Pick out every line below that contains the string "edge", matching case exactly, and copy each one.

>> BEGIN

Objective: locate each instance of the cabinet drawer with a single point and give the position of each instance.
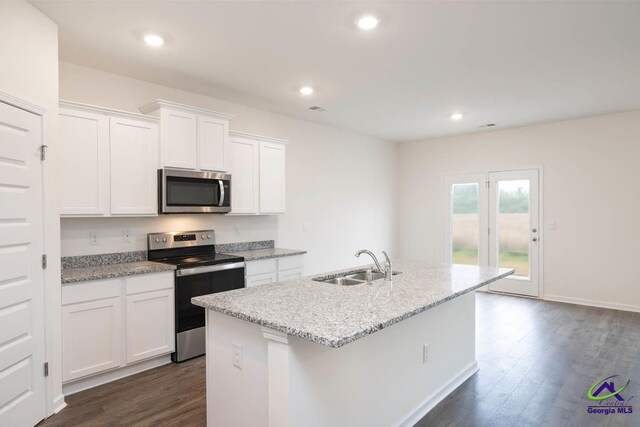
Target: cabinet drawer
(261, 279)
(91, 291)
(150, 282)
(295, 273)
(260, 267)
(290, 262)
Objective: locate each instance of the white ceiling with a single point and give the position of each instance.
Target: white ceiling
(509, 63)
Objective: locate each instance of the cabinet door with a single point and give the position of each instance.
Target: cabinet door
(150, 325)
(272, 163)
(212, 142)
(179, 139)
(91, 338)
(84, 163)
(243, 166)
(133, 150)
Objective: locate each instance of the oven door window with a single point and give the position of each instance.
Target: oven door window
(189, 316)
(183, 191)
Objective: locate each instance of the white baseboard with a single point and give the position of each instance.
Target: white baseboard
(113, 375)
(437, 396)
(592, 303)
(59, 404)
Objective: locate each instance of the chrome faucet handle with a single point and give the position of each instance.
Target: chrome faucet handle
(388, 269)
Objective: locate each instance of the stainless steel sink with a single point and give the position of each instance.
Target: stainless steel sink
(344, 281)
(353, 278)
(363, 276)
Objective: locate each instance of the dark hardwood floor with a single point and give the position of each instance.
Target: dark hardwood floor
(537, 359)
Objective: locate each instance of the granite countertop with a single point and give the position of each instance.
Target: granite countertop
(107, 266)
(256, 254)
(335, 315)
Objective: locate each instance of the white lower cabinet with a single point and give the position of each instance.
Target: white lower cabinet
(108, 324)
(149, 327)
(262, 272)
(91, 338)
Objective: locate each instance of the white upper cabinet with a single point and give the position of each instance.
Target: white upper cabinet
(213, 143)
(133, 150)
(84, 165)
(179, 139)
(257, 167)
(272, 183)
(108, 162)
(191, 138)
(243, 161)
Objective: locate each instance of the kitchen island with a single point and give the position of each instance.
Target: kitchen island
(310, 353)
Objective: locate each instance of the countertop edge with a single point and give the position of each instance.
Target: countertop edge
(341, 342)
(294, 252)
(158, 268)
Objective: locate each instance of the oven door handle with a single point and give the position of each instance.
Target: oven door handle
(221, 184)
(208, 269)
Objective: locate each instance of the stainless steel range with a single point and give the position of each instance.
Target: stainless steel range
(199, 271)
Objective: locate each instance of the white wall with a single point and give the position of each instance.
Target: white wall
(340, 182)
(591, 191)
(29, 71)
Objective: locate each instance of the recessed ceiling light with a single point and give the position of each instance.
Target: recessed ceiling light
(154, 40)
(367, 22)
(306, 90)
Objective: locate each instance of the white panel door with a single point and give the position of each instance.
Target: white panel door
(243, 164)
(150, 325)
(272, 183)
(515, 232)
(91, 337)
(133, 150)
(84, 166)
(212, 142)
(22, 382)
(179, 139)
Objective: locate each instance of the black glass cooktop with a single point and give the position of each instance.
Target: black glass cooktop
(199, 260)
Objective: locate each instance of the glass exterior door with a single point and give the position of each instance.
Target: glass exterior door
(492, 220)
(513, 229)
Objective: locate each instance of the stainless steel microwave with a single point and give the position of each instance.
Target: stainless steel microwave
(181, 191)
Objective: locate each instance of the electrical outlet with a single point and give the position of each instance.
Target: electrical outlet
(426, 352)
(237, 356)
(93, 238)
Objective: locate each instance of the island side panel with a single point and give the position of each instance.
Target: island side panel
(381, 380)
(236, 396)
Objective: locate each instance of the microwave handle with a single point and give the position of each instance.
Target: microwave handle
(221, 184)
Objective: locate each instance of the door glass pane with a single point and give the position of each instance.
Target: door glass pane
(514, 224)
(465, 223)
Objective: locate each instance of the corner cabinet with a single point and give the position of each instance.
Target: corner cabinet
(108, 162)
(191, 138)
(113, 323)
(257, 167)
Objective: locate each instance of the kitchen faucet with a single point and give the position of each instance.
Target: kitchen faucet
(388, 270)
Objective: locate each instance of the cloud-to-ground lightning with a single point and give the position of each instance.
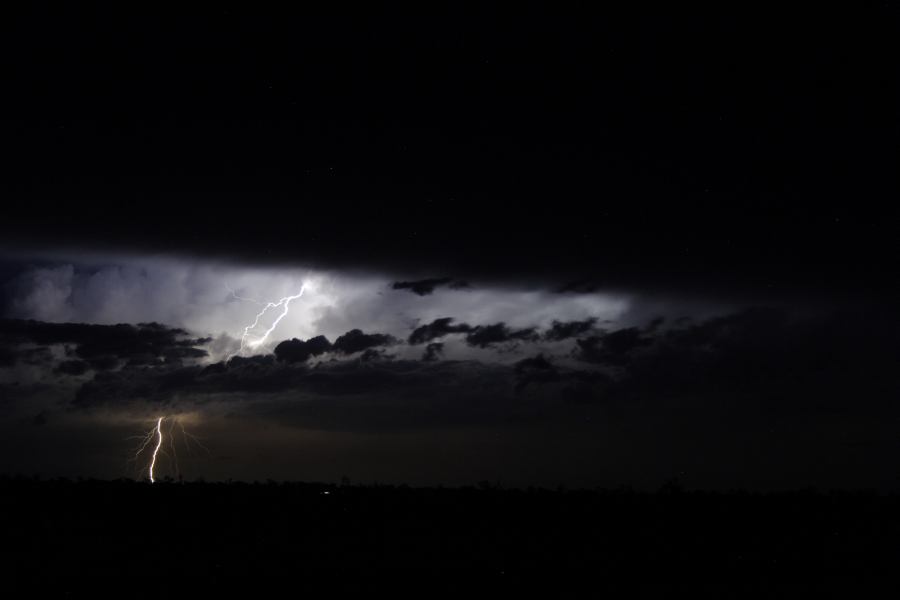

>> END

#### [Finished task]
Objective: locate each instance of the countertop edge with a single point and give the position of each instance.
Target: countertop edge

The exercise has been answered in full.